Begin TEXT BLOCK
I finally solved the question.
Here is the if part.
Suppose that
$$
\Delta =
\det {
\begin{bmatrix}
A & B & D \\
B & C & E \\
D & E & F \\
\end{bmatrix}
}
= ACF + 2BED - (AE^2 + CD^2 + FB^2) = 0.
$$
The proof splits into a few cases.
(a)
$A = B = C = 0$.
Then
$$
\begin{aligned}
f(x, y)
= 2Dx + 2Ey + F
= (0x + 0y + 1)(2Dx + 2Ey + F).
\end{aligned}
$$
(b)
$A = C = 0$, but $B \neq 0$.
Then
$$
\begin{aligned}
f(x, y)
End TEXT BLOCK
Begin DATASET EXCERPT
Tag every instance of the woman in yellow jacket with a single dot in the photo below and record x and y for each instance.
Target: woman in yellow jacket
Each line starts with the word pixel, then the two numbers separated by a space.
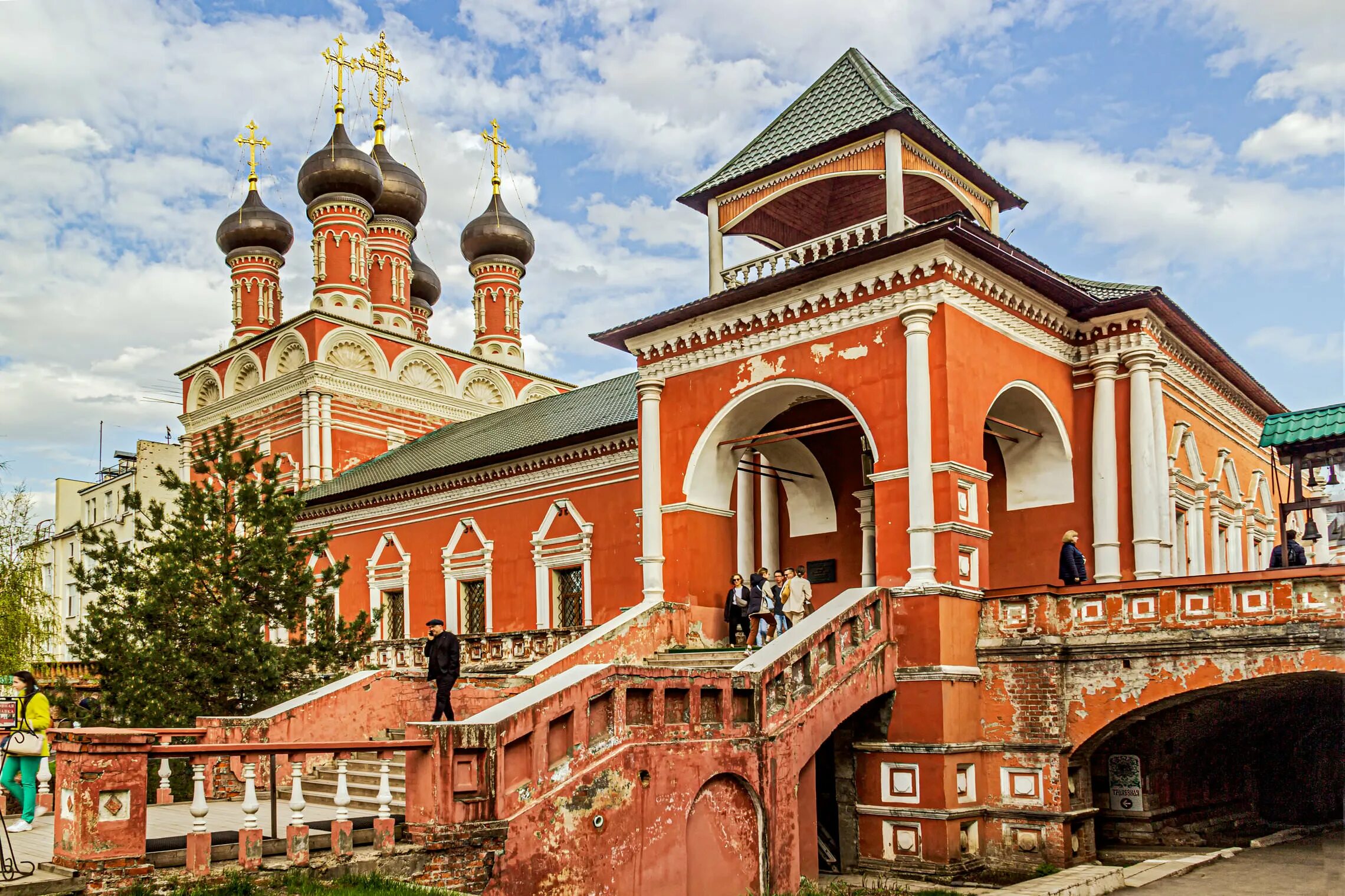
End DATASET EXCERPT
* _DIRECTIONS_:
1. Using the determinant post, say whether each statement agrees with it. Answer yes or no and quote the words that decide it.
(a) The proof is divided into several cases.
(b) Case (b) assumes that B is zero.
(c) The determinant is assumed to be nonzero.
2. Transcribe the determinant post from "Here is the" up to and including "CD^2 + FB^2) = 0.".
3. Carry the determinant post on from where it stops.
You won't need the material for any of this.

* _FINAL ANSWERS_:
1.
(a) Yes: "The proof splits into a few cases."
(b) No: "$A = C = 0$, but $B \neq 0$."
(c) No: "= ACF + 2BED - (AE^2 + CD^2 + FB^2) = 0."

2.
Here is the if part.
Suppose that
$$
\Delta =
\det {
\begin{bmatrix}
A & B & D \\
B & C & E \\
D & E & F \\
\end{bmatrix}
}
= ACF + 2BED - (AE^2 + CD^2 + FB^2) = 0.

3.
= {} & 2Bxy + 2Dx + 2Ey + F \\
= {} & \frac{2}{B}(Bx \cdot By + D \cdot Bx + E \cdot By) + F \\
= {} & \frac{2}{B}(Bx \cdot By + D \cdot Bx + E \cdot By + DE - DE) + F \\
= {} & \frac{2}{B}(Bx \cdot By + D \cdot Bx + E \cdot By + DE) - \frac{2}{B} \cdot DE + F \\
= {} & \frac{2}{B}(Bx + E)(By + D) - \frac{2ED - FB}{B} \\
= {} & \left(1x + 0y + \frac{E}{B}\right)(0x + 2By + 2D) - \frac{2BED - FB^2}{B^2}.
\end{aligned}
$$
Since $\Delta = 0$ and $A = C = 0$,
$$
\begin{aligned}
\Delta = 0 + 2BED - (0 + 0 + FB^2) = 2BED - FB^2 = 0.
\end{aligned}
$$
We conclude that
$$
\begin{aligned}
f(x, y) = \left(1x + 0y + \frac{E}{B}\right)(0x + 2By + 2D).
\end{aligned}
$$
(c)
$A \neq 0$.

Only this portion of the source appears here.